■ ABOUT THIS TASK ■
Your answer should be the lines below from the one holding "Target: black bumper trim" through the one holding "the rear tire", copied exactly and with nothing else.

■ RECORDED INFORMATION ■

■ ■ ■ ■ ■

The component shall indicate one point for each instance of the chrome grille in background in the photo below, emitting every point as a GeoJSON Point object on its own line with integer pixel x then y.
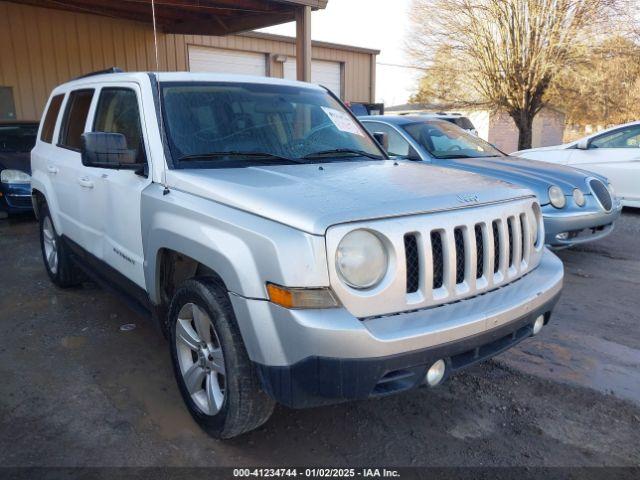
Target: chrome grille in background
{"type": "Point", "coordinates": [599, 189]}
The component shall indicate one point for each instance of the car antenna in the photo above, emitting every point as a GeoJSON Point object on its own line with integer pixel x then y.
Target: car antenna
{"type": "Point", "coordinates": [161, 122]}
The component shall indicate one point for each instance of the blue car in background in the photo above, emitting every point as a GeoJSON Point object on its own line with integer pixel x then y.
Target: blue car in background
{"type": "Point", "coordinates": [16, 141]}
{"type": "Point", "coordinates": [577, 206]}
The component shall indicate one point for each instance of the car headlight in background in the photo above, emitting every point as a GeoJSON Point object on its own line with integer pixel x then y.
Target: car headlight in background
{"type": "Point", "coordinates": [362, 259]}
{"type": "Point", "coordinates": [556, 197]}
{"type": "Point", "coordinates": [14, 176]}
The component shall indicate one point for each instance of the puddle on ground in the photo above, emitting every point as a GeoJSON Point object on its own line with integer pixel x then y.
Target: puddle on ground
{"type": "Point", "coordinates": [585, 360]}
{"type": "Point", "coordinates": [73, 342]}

■ ■ ■ ■ ■

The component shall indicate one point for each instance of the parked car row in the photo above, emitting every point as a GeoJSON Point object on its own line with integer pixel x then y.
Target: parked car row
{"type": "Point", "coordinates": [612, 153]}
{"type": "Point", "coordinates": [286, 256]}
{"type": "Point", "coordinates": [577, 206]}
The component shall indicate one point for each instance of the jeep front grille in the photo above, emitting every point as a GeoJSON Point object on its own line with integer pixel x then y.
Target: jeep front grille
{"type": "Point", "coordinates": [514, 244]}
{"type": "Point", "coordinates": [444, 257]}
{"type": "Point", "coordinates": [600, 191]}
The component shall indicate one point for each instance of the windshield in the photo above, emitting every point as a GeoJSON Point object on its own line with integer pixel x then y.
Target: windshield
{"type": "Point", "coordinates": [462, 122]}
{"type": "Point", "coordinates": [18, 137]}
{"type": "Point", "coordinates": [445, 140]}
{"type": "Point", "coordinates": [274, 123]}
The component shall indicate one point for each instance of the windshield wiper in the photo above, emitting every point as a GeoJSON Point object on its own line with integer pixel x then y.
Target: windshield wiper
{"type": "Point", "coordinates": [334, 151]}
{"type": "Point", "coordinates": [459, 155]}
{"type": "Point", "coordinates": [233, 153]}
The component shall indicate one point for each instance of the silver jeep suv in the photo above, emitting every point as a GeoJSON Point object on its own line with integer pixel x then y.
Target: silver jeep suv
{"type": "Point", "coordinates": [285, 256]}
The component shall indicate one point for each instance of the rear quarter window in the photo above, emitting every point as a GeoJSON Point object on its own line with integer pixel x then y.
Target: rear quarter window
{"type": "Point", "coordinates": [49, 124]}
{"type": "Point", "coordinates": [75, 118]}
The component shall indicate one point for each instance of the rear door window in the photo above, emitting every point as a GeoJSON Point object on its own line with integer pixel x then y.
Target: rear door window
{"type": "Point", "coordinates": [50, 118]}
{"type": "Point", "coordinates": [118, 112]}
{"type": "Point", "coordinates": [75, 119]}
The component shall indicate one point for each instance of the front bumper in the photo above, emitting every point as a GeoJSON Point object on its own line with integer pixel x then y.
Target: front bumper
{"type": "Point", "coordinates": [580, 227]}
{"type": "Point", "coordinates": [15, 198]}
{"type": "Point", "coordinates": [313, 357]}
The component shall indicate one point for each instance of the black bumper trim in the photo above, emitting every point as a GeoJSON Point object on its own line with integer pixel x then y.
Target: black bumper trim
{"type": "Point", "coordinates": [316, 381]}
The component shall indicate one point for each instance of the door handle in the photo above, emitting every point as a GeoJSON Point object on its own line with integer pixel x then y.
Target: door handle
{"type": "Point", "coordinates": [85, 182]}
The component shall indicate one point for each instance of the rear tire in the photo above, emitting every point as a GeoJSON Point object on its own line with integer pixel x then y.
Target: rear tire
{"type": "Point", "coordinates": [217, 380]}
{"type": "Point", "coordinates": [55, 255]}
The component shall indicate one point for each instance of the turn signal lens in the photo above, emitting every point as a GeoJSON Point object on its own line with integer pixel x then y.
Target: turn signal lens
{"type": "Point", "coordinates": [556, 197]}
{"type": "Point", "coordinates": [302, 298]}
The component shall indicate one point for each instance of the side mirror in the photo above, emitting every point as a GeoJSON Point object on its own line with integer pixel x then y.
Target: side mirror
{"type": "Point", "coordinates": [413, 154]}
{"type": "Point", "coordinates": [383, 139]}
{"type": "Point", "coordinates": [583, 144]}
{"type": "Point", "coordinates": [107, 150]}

■ ■ ■ ■ ■

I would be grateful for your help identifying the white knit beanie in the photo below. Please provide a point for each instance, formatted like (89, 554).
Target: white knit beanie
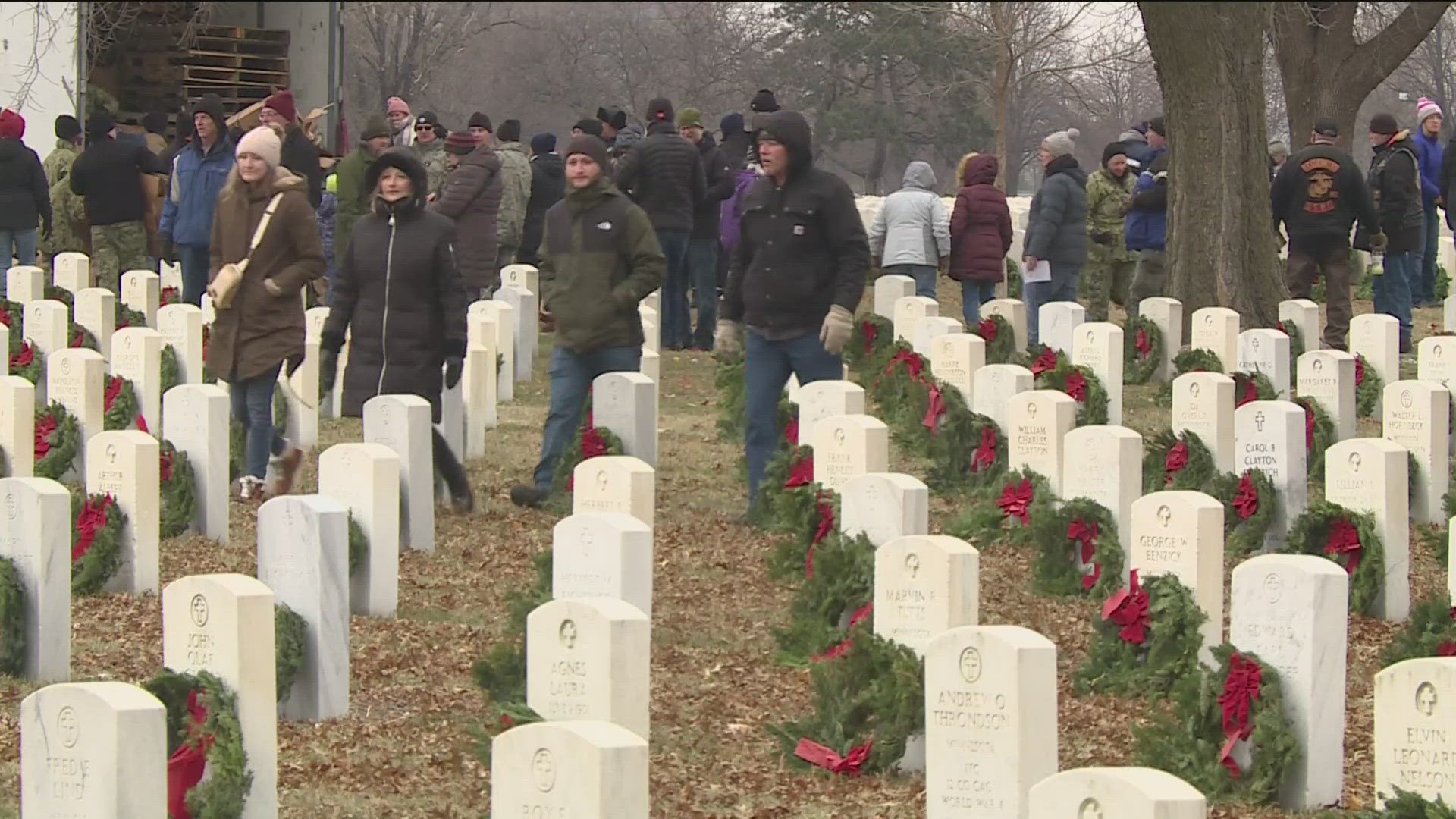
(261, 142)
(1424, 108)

■ ■ ■ ■ ■

■ SOLUTION FOR THIS PROBLEM ■
Target: black bumper trim
{"type": "Point", "coordinates": [316, 381]}
The component shall indicate one point for each instance of the door handle in the photo above, emitting every point as a GeoJSON Point object on its own line with integer pixel x then y.
Target: door handle
{"type": "Point", "coordinates": [85, 182]}
The component shall indicate one point for each instance of the rear tire in the photo above, emitting every point as a GeoJSON Point object on its own line with integer pixel x then y.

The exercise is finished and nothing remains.